■ Passage provided
In this week’s column, I off-handedly mentioned something that I thought had been pretty well-established by now: that Bush “attacked Afghanistan without cause.” Although the protests against invading Iraq were far bigger than those against bombing Afghanistan, in truth many thoughtful Americans have been horribly hoodwinked by the Administration. They don’t understand that, as with Iraq, Afghanistan had nothing to do with fighting terrorism and everything to do with the usual geopolitical grabs for influence over the oil and natural gas supplies which are the lynchpin of modern capitalist production. Here’s an e-mail I got today from John, one of my regular correspondents:
Camon, even for you, attacking Afghanistan without cause????
Where did you come up with that one from????? Do you realize that the only government in the world that recognized the taliban as the rightful government of Afghanistan at the time was Pakistan? Even the UN didnt. So, it is not like we invaded even North Korea or Iran. We gave an ultimatum to the parasite thugs that leached on to the Afghani people. But even if….WITHOUT CAUSE??????? How could you say that??? How could you HONESTLY say that???? Where are you? Is there a real person in there somewhere??
Yes, John, there is a real person in here. Somewhere. And he really needs a shower. Onward and downward:
Those who haven’t found it at Target for $7 like I did should pick up a copy of Bob Woodward’s book “Bush at War.” Written with the cooperation of Bush and his top officials, the book details the Administration’s first reactions to the 9/11 attacks. The so-called neocon wing of the Administration–Rumsfeld, Rice, Armitage–urged Bush within hours after the collapse of the World Trade Center to use the attacks as an excuse to attack Saddam Hussein. This isn’t some liberal conspiracy monger, but the Administration’s official story. Bush decided that the American people hadn’t been properly primed for an Iraq attack, so they decided to go after Afghanistan instead.
Now there’s little doubt that Afghanistan’s Taliban regime had something of an unholy alliance with Al Qaeda and Osama bin Laden. In fact, bin Laden was in Afghanistan, not far from Kandahar, as of 9/9/01, under the protection of Mullah Omar. But Bush didn’t have any evidence that Osama had carried out 9/11 at the time. As far as we know, he still doesn’t. So attacking Afghanistan to get Osama didn’t necessarily make sense. Furthermore, the Taliban repeatedly offered to turn Osama over if presented with evidence against him–a reasonable request considering that The Taliban had no diplomatic relations with the United States, much less an extradition treaty.

■ Stored data
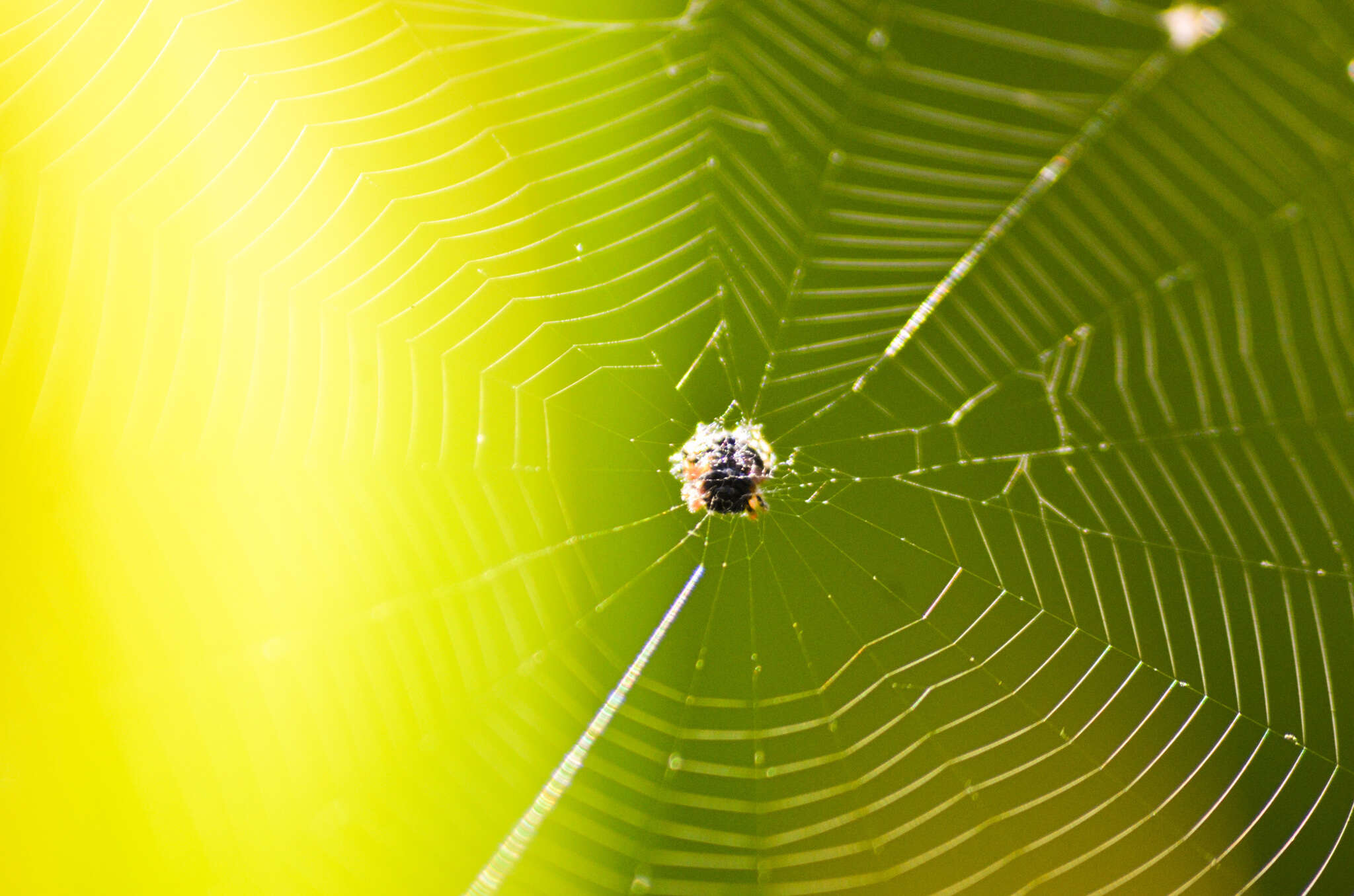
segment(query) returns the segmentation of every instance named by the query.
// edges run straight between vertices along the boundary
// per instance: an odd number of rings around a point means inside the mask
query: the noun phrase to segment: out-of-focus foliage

■ List of tasks
a) Answer the following questions using the passage on the Afghanistan attack.
(i) At which store did the writer find a copy of "Bush at War," and at what price?
(ii) According to John's e-mail, which government was the only one to recognize the Taliban as Afghanistan's rightful government at the time?
(iii) Where was bin Laden as of 9/9/01, and under whose protection?
b) Reproduce the part of the passage on the Afghanistan attack starting at "Now there’s little" and ending at "an extradition treaty.", renaming "Mullah Omar" as "the Taliban leader".

■ Solutions to each task
a)
(i) Target, for $7.
(ii) Pakistan.
(iii) In Afghanistan, not far from Kandahar, under the protection of Mullah Omar.

b)
Now there’s little doubt that Afghanistan’s Taliban regime had something of an unholy alliance with Al Qaeda and Osama bin Laden. In fact, bin Laden was in Afghanistan, not far from Kandahar, as of 9/9/01, under the protection of the Taliban leader. But Bush didn’t have any evidence that Osama had carried out 9/11 at the time. As far as we know, he still doesn’t. So attacking Afghanistan to get Osama didn’t necessarily make sense. Furthermore, the Taliban repeatedly offered to turn Osama over if presented with evidence against him–a reasonable request considering that The Taliban had no diplomatic relations with the United States, much less an extradition treaty.